------ Text

Moody's changes outlook on Eesti Energia's Baa1/P-2 ratings to negative

08 Jan 2013

EUR600 million of debt affected

London, 08 January 2013 -- Moody's Investors Service has today changed to negative from stable the outlook on the Baa1/Prime-2 issuer rating of Eesti Energia AS. Concurrently, Moody's has changed the outlook to negative on the Baa1 senior unsecured debt rating of Eesti Energia.

RATINGS RATIONALE

Today's rating action reflects the expected deterioration in Eesti Energia's credit profile due to wide-ranging market pressures on its electricity generation and supply activities coupled with the group's evolving business risk profile.

Whilst there is some upside to the full opening of the market on 1 January 2013, as it may lead to higher average power prices in Estonia in the near term, volatility and pressure on Eesti Energia's cash flows will intensify as the market becomes more competitive. In addition, further integration of the Estonian market with other Baltic states and the Nordic region may exert pressure on Eesti Energia's ability to maintain its profitability given its CO-2-intensive oil-shale-based generation assets. Starting from this year, Eesti Energia will need to buy a certain portion of CO2 emissions allowances, such portion increasing over time, which will impair the group's generation segment profitability further. More positively, Moody's notes that the extent of the pressure is mitigated by the group's hedging policy in the near term.

An increasing proportion of Eesti Energia's business comprises shale oil activities, which Moody's considers carry higher risk compared with the group's core utility services. Indeed, Eesti Energia's shale oil activities will increase materially this year following the start of production at the group's Enefit280 facility. Moody's notes that, due to technological problems, the project has encountered some delays to its scheduled start of production in September 2012, but understands that the facility will be fully operational later this year.

------------
------ Data shown

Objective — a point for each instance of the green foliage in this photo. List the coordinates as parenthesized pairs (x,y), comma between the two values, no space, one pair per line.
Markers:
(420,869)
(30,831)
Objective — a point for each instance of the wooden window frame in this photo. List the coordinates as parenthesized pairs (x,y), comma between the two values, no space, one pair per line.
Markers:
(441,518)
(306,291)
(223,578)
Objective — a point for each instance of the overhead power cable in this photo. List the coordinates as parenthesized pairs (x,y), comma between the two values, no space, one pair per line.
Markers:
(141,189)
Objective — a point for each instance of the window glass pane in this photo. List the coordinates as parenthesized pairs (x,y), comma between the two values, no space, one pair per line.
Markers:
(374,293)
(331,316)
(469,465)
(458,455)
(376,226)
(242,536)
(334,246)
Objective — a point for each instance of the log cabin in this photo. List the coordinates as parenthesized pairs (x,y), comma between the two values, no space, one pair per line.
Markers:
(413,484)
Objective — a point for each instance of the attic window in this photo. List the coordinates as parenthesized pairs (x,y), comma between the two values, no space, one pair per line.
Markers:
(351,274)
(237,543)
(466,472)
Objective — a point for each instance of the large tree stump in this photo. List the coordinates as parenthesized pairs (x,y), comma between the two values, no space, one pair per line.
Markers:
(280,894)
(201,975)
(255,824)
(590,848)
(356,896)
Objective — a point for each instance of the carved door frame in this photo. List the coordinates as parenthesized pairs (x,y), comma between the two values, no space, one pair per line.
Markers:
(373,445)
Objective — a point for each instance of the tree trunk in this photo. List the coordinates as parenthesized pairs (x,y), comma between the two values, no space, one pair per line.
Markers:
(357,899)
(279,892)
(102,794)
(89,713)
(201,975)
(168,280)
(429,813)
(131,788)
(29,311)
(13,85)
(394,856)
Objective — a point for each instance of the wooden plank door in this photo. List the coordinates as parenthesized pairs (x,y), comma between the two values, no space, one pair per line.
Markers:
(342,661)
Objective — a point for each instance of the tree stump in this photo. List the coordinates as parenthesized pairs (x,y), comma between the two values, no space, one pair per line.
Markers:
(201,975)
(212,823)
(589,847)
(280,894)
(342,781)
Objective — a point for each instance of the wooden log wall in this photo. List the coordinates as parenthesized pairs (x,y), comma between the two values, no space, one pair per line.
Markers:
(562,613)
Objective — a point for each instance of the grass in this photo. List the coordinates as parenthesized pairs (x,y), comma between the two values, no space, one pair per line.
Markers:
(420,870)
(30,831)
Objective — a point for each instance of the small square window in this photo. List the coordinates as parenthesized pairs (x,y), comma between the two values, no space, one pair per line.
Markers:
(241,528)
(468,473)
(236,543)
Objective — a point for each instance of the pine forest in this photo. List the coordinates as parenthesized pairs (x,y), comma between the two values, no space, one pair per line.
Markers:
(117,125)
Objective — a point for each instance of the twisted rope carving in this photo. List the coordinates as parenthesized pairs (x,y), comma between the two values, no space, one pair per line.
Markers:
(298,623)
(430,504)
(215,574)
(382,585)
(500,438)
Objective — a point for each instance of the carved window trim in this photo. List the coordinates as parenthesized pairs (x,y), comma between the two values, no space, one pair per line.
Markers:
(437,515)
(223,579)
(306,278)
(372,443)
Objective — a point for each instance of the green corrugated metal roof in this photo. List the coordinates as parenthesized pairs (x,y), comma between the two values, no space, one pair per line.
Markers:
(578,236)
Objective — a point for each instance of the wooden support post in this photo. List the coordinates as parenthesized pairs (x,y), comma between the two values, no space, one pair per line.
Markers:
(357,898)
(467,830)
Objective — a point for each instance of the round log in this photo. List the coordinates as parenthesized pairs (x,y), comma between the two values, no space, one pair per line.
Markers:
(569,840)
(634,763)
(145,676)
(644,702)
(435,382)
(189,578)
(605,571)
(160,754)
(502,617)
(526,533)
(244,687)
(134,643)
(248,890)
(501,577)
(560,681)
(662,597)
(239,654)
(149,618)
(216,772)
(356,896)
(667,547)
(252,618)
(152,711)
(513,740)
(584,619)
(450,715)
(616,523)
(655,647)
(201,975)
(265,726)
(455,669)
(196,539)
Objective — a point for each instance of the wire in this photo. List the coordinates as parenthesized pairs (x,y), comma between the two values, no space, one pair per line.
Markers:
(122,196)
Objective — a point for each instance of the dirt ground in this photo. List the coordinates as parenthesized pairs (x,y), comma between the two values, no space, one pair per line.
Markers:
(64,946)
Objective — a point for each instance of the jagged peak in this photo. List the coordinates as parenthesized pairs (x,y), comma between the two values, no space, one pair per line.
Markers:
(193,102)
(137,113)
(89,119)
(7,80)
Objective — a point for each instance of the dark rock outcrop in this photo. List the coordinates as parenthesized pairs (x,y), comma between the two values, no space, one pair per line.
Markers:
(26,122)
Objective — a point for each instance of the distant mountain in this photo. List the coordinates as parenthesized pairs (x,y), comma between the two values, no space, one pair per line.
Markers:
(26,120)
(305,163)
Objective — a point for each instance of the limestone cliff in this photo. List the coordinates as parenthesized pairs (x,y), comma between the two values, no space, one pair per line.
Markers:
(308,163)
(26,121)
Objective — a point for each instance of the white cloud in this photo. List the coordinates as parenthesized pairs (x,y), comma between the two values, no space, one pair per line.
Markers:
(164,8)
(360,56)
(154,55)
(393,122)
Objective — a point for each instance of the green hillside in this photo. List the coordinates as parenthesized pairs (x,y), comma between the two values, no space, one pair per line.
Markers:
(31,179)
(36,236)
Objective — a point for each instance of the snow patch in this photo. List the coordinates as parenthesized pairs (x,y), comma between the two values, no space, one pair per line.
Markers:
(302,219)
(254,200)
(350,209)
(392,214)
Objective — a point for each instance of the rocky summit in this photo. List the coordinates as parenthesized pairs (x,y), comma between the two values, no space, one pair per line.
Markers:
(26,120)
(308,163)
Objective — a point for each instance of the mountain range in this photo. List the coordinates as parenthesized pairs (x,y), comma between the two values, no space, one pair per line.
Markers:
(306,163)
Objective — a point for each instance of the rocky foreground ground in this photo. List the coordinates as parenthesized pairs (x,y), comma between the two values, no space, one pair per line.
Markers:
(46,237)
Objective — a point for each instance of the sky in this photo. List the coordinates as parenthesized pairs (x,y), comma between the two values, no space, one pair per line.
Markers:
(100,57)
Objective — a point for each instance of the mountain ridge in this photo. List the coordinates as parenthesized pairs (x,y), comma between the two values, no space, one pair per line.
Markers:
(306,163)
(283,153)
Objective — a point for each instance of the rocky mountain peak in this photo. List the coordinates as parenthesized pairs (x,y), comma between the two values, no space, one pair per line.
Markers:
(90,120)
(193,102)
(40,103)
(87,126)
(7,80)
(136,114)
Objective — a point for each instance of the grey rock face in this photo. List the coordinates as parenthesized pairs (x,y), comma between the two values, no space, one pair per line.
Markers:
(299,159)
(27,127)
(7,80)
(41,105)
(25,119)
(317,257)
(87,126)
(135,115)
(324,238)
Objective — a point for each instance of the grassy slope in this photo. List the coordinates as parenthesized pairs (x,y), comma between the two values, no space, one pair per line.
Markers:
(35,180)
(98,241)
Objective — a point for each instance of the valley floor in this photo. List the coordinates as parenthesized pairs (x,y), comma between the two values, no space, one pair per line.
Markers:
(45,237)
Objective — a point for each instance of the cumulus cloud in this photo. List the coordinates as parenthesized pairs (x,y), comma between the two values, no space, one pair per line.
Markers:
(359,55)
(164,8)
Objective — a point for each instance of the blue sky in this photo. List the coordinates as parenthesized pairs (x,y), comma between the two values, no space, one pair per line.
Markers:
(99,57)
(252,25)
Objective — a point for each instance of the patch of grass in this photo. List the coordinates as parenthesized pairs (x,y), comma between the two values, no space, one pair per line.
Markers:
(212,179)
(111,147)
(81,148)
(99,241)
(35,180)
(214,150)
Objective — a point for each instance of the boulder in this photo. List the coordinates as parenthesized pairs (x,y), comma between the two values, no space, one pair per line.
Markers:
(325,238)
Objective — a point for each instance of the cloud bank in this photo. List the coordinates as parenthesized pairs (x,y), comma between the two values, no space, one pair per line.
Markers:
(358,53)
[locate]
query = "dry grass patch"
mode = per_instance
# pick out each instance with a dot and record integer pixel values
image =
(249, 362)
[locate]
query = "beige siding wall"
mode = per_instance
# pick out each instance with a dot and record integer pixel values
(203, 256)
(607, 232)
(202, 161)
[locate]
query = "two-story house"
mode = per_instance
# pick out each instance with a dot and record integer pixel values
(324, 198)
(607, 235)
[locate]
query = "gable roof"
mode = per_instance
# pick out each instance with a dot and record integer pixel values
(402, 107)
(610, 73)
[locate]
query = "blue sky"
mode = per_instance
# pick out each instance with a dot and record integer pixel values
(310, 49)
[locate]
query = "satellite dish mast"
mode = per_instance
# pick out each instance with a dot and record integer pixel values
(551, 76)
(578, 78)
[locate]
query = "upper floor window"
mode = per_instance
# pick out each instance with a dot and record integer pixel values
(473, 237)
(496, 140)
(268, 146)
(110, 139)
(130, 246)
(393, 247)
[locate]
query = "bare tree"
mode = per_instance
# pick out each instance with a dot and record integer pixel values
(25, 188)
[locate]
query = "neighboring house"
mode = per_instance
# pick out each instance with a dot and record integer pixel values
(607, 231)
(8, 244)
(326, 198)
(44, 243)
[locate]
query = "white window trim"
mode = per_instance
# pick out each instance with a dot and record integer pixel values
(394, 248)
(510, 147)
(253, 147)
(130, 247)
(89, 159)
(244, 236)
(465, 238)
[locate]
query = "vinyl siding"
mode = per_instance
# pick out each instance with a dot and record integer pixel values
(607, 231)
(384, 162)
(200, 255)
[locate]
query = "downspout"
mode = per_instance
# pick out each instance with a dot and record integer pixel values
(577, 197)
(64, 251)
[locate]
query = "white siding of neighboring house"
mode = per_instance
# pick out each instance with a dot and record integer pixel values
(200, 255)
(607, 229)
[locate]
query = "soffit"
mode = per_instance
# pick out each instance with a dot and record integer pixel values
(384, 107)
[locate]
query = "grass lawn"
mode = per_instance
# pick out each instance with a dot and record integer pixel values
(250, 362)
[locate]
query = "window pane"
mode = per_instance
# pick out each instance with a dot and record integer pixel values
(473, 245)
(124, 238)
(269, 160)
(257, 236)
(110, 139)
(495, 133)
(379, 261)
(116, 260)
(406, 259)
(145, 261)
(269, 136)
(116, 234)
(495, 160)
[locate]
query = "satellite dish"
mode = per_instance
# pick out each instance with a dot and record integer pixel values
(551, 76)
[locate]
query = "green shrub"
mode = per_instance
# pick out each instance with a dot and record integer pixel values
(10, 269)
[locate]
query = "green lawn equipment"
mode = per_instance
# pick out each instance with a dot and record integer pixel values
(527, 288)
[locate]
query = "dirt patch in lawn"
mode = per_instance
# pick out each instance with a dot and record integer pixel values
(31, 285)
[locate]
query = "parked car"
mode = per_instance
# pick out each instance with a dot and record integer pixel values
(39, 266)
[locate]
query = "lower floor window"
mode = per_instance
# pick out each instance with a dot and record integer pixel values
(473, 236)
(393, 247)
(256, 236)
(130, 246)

------------

■ Problems and tasks
**1.** According to the Moody's announcement on Eesti Energia, what facility's start of production will materially increase the group's shale oil activities this year?
**2.** Carry on with the Moody's announcement on Eesti Energia's ratings outlook from where it stops.

■ Replies
**1.** The Enefit280 facility.

**2.**
Eesti Energia's financial profile has been solid over recent years. However, the group has increased its capital expenditure programme materially, resulting in estimated negative free cash flow generation of more than EUR300 million in 2012. Whilst some of the investments were supported by an equity injection last year from the Government of Estonia amounting to EUR150 million, Eesti Energia's credit metrics will deteriorate over time from their historically strong levels given the group's over EUR900 million in committed investments for 2013-15.

Eesti Energia falls under Moody's rating methodology for Government-Related Issuers (GRIs) given its 100% ownership by the Government of Estonia (A1 stable). Eesti Energia's Baa1 rating incorporates uplift for potential government support to the group's standalone credit quality, expressed by Moody's as a baseline credit assessment (BCA), which the rating agency views as commensurate with a baa2 rating.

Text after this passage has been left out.